→ EXERCISE AIM
Return the entries below in their exact form, leaving the pictures out.

→ RAW RECORDS
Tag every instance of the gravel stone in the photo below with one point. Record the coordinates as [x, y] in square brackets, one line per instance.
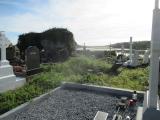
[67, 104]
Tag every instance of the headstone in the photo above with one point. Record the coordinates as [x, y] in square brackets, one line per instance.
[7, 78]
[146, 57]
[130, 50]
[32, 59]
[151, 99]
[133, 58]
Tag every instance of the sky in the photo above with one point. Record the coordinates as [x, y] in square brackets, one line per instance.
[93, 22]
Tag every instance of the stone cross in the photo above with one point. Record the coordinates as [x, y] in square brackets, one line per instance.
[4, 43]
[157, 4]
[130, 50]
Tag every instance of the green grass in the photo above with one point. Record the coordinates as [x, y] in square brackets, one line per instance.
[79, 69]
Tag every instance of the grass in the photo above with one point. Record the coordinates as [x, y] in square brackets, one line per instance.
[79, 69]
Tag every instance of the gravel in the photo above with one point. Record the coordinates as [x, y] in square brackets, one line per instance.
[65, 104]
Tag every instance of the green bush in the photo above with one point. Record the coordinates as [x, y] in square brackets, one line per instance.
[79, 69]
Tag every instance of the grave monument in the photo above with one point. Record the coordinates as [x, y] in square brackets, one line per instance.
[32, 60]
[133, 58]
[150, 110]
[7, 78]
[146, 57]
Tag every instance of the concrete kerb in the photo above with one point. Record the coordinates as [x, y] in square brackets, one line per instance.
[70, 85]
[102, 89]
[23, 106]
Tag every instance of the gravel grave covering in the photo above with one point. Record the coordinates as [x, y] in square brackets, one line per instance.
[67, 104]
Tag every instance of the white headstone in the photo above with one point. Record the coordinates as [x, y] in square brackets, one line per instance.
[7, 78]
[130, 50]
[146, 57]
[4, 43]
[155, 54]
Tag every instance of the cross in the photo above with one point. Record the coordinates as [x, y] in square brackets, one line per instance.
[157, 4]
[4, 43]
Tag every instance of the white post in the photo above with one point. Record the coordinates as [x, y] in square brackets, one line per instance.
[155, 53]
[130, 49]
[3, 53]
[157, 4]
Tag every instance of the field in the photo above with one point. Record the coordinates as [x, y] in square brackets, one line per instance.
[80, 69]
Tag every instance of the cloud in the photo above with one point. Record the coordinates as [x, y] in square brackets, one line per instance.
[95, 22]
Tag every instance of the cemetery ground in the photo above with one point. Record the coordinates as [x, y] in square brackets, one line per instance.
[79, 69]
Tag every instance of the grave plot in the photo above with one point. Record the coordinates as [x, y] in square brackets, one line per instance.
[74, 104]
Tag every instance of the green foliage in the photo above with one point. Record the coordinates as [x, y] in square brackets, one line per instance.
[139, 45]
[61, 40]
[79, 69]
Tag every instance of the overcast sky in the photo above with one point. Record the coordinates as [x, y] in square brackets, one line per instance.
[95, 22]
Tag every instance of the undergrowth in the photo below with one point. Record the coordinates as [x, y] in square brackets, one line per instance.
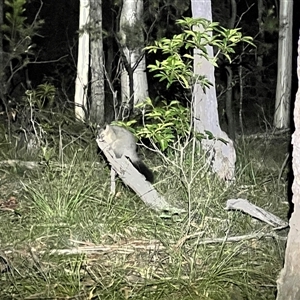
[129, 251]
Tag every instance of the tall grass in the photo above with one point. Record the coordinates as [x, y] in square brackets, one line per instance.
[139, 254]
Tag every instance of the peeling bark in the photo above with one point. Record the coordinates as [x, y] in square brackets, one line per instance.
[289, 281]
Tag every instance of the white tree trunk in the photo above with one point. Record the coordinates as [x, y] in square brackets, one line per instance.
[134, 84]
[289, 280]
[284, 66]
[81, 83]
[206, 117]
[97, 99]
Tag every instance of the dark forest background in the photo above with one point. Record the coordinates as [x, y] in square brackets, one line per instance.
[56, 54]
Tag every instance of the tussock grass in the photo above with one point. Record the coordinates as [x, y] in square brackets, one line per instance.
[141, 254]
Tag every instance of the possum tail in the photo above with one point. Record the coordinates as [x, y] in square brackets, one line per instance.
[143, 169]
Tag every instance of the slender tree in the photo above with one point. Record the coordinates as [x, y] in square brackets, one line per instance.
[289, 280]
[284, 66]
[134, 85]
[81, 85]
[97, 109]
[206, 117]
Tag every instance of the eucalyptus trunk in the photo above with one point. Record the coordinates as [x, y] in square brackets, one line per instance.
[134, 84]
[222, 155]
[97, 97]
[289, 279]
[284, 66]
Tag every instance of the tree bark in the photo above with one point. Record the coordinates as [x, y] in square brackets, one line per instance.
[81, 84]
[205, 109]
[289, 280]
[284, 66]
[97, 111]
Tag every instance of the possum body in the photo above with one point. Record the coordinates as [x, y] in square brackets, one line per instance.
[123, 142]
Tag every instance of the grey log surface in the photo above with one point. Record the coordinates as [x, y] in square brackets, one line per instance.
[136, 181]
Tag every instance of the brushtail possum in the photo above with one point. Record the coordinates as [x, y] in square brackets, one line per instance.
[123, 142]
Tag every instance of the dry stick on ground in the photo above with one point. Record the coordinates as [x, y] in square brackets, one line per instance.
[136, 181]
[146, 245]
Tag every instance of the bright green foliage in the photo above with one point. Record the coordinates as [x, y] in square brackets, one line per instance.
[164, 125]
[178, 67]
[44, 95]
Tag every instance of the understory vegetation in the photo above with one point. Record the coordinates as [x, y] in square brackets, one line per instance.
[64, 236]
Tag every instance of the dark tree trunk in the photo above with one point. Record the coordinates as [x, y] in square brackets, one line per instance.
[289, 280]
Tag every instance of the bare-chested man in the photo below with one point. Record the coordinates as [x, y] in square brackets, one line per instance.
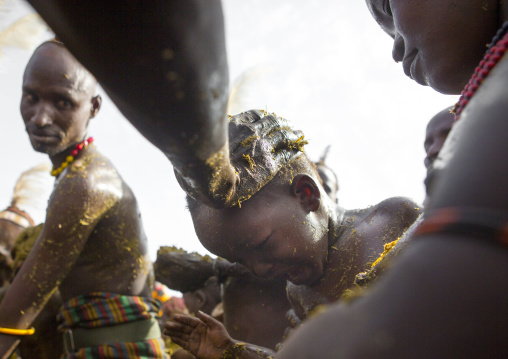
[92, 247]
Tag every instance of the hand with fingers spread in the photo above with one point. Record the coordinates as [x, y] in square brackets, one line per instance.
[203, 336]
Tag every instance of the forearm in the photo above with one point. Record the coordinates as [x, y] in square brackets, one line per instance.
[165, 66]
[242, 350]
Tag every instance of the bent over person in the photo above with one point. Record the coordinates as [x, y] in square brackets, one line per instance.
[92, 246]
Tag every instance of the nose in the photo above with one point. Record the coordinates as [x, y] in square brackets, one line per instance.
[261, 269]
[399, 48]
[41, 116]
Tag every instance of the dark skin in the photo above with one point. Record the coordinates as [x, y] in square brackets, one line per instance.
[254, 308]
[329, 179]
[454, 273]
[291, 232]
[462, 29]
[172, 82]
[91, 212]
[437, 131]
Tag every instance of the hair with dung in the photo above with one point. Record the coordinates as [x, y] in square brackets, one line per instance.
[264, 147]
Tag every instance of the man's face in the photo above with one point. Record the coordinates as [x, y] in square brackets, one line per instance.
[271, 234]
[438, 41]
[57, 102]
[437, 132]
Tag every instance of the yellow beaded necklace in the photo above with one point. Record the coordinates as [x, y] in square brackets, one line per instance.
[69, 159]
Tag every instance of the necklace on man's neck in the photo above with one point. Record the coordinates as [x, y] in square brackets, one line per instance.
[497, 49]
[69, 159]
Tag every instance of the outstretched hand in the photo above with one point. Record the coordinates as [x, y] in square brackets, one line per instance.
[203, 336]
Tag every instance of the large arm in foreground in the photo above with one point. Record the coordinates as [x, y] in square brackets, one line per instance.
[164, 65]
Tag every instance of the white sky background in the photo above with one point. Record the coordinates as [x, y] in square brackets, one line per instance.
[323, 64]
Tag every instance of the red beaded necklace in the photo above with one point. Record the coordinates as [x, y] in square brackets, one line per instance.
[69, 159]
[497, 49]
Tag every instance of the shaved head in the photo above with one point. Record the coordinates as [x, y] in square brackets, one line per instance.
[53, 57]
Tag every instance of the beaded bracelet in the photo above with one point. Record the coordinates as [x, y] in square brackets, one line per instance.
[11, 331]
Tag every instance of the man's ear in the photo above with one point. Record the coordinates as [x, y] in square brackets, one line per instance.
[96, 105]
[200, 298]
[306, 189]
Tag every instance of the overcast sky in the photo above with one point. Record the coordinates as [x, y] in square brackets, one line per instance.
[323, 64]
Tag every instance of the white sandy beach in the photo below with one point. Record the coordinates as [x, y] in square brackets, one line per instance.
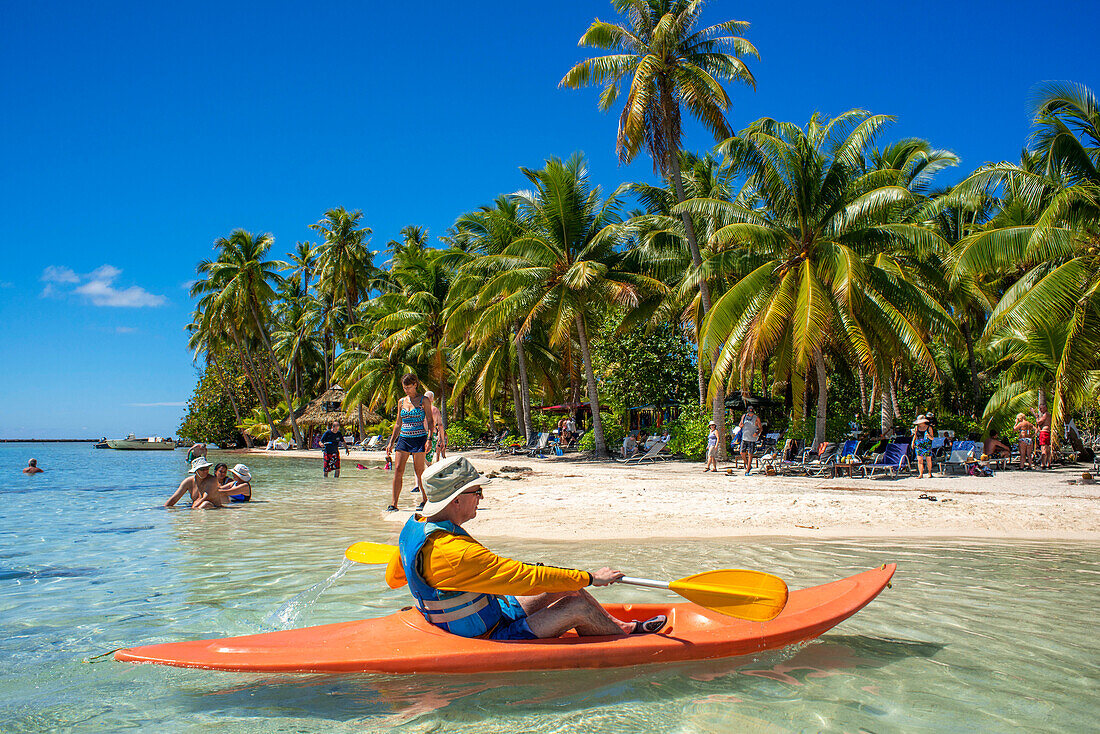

→ SOLUTION FOR THIS TASK
Tag every instance of the gravel stone in the photo below with one point. Record the coordinates as [x, y] in square brackets, one line per instance.
[67, 104]
Tag every instance of the headstone in the photo above with one point. Record the coordinates as [x, y] in square brackets, one line per instance.
[7, 78]
[146, 57]
[130, 50]
[32, 59]
[151, 99]
[133, 58]
Tag every instance of the sky in the photo above with one point. Record the coordinates as [x, y] in square brackets, one line per instance.
[93, 22]
Tag every instance of the stone cross in the photo above with one point. Record the coordinates as [x, y] in square brackets, one line per instance.
[4, 43]
[157, 4]
[130, 50]
Tag every instance of the green grass in the photo above with one point. Record the coordinates as [x, y] in square brackets, one line per instance.
[79, 69]
Tag every instance of the grass in the photo above with one point. Record the coordinates as [x, y] in square brackets, one line per instance.
[79, 69]
Tag every instance of the gravel in the photo above with one point. Record the coordinates as [x, y] in square brackets, one line per instance.
[65, 104]
Tag every instance of the green bush in the photo above with one point. Record the coordinates as [x, y] in square brackets, one line per instance.
[79, 69]
Tag every instance of the grave monument in the photo above with one point. Record the coordinates as [x, y] in square brackets, one line per instance.
[32, 60]
[133, 58]
[150, 110]
[7, 78]
[146, 57]
Tag every instance of the concrete kerb in the photo above with one point. Record the coordinates as [x, y] in square brackets, one line per instance.
[70, 85]
[102, 89]
[23, 106]
Tag every instance of the gravel grave covering in the photo above with one point. Record the coordinates as [x, y] in square brackets, one line per instance.
[67, 104]
Tag every instance of the white headstone in the photo above with one point. Record the coordinates as [x, y] in square brackets, one line per instance.
[7, 78]
[130, 50]
[146, 57]
[4, 43]
[155, 54]
Tag every instance of the cross in the photo above with one point. Record the coordinates as [x, y] in square brackets, one line per instance.
[157, 4]
[4, 43]
Tag every instance of the white post in the photo above with one point. Record the coordinates as [x, y] in square brackets, one line per instance.
[155, 53]
[130, 49]
[3, 53]
[157, 4]
Tag every instance of the field in the photo above with one point. Record the coordinates as [x, y] in square brackets, one line per instance.
[80, 69]
Tag every instance of the cloud in the photo above with one point. Record the coordinates as [x, y] in square brackets, one line per instance.
[95, 22]
Tag every instance of the cemetery ground in the photo above with one point. Record the coordinates as [x, y] in square brackets, one line per instance.
[79, 69]
Tag every instance of the grave plot in the photo above with one point. Record the coordinates as [x, y] in square brackets, one line per instance.
[74, 104]
Tag every instance of the green foliage in the photo above with one point. Record the coordinates as [x, y] in square brackets, one line per instance.
[139, 45]
[61, 40]
[79, 69]
Tag every instance of the overcast sky in the photo above with one point. Record the coordinates as [x, y] in square brackets, one line per instance.
[95, 22]
Tag every instance of the undergrowth in the photo below with one point. Record the coordinates as [x, y] in square brackets, one line per instance.
[129, 251]
Tag every instance of the tall grass in the photo above with one point. Record the coordinates as [x, y] in square brackets, one line per instance.
[139, 254]
Tag every instance of the peeling bark in the photo above with one point. Record the coordinates as [x, y] in square brackets, one line per instance.
[289, 281]
Tag every instance of the white tree trunk in the photo above with one point. Record the coordinates as [x, y] in square brackets, one line per instance.
[134, 84]
[289, 280]
[284, 66]
[81, 83]
[206, 117]
[97, 99]
Tag every instance of the dark forest background in the photo above with one point. Record the coordinates as [x, y] in square brackets, one line per instance.
[56, 54]
Tag every instance of the tussock grass in the photo above with one point. Record the coordinates as [x, y] in square brackets, one line per instance.
[141, 254]
Tag every instance of the possum tail in the photo above with one point. Record the coordinates as [x, y] in square brackets, one line per instance.
[143, 169]
Tag every instance of the slender tree in the photo above with one point. Record the coordinates as [x, y] in square brackets, one line per instance.
[289, 280]
[284, 66]
[134, 85]
[81, 85]
[97, 109]
[206, 117]
Tag every instance of the eucalyptus trunk in the photo above with one point. Record the coordinates as [x, y] in square brackets, one line per instance.
[134, 84]
[222, 155]
[97, 97]
[289, 279]
[284, 66]
Tag every instance of the tree bark in the photo above with one point. Record the coordinates as [x, y] in square brackets, one line per instance.
[81, 84]
[205, 109]
[289, 280]
[284, 66]
[97, 111]
Tag every instance of the possum body in the photo above with one point. Record the coordinates as [x, y] in square brackets, one line per instance.
[123, 142]
Tag every instance of the grey log surface in the photo above with one point. Record the coordinates as [x, y] in square brackets, one line per instance.
[136, 181]
Tag every instance of the brushtail possum in the photo above with one point. Record the coordinates as [x, y] in square brackets, one line per instance.
[123, 142]
Tag every instance of the dry stick on ground in the photo above with one point. Record the coordinates as [x, y] in square brackets, one line per instance.
[136, 181]
[146, 245]
Tag every instance of the bright green foliage in the photo above with one point. Record the coordinates as [x, y] in square brackets, one line per instance.
[164, 125]
[178, 67]
[44, 95]
Tag every instance of the understory vegetation in the photo above with one point. Record the coordinates as [x, y] in square brackets, one line per instance.
[64, 236]
Tag every instance of the dark tree trunk in the photo above with one point. Record the coordinates as [x, y] in square brackets, one line per instance.
[289, 280]
Tag every instance of the bare-chested man in the photo below with one point. Record the coordinates as [x, y] in square brackets, one line per instance.
[92, 247]
Tag every instance of the hand with fingers spread in the photo above with one point. Record the coordinates as [x, y] in square brackets, one line per instance.
[203, 336]
Tag every instance of the forearm in the photo above with one point. Record the coordinates as [x, y] in square brackets, one line per instance.
[165, 66]
[242, 350]
Tag every instance of the bent over person in the photo above with one point. Record the coordinates as [x, y] in square brackets, one line per instance.
[92, 246]
Tag every instance of the nose in the photo above with one point. Record the coordinates as [x, y] in square brackets, one line per instance.
[261, 269]
[399, 48]
[41, 116]
Tag every instance of the dark skin in the photo above with one point. Record the coordinates as [x, y] in square brackets, one line per instance.
[254, 308]
[329, 179]
[454, 273]
[291, 232]
[462, 29]
[172, 82]
[91, 212]
[437, 131]
Tag every instance of the hair with dung in the photo above with one point. Record the coordinates as [x, y] in square brackets, one line per instance.
[264, 147]
Tag every instance of the man's face in the photo above with one point. Record the coordinates as [x, y] in square brackets, one line per instance.
[271, 234]
[438, 41]
[57, 102]
[437, 132]
Tag every instance of the yellow beaded necklace in the photo above with one point. Record the coordinates as [x, y] in square brackets, one line per instance.
[69, 159]
Tag every instance of the necklace on man's neck in the photo above with one point. Record the coordinates as [x, y] in square brackets, one line per instance.
[497, 49]
[69, 159]
Tag every instance of the outstretched hand in the photo above with one point. Record the coordinates as [x, y] in square brackets, one line per instance.
[203, 336]
Tag every instance of the large arm in foreground in the photo above with one point. Record the coordinates as [x, y] in square brackets, one line per instance.
[164, 65]
Tag every instance of the white sky background in the photo above with one point. Record the coordinates as [x, y] in square brackets, one line per instance.
[323, 64]
Tag every instance of the red beaded necklace in the photo above with one point. Record the coordinates as [x, y] in square brackets, one line per instance.
[69, 159]
[497, 49]
Tag every instance of the shaved head in the photo above with one point. Record the coordinates as [x, y] in square brackets, one line per instance.
[53, 57]
Tag every instance of the beaded bracelet in the photo above with one point. Record the coordinates as [x, y] in square brackets, one line per instance.
[11, 331]
Tag every instance of the man's ear in the photo above with one point. Record the coordinates as [x, y] in square brackets, one line per instance.
[96, 105]
[200, 298]
[306, 189]
Tag every instance of the overcast sky in the photo above with one point. Record the coordinates as [x, y] in square brackets, one line per instance.
[323, 64]
Tag every instance of the white sandy beach in the photo below with one point. Record the coordinates as [x, y] in square brackets, one line per instance.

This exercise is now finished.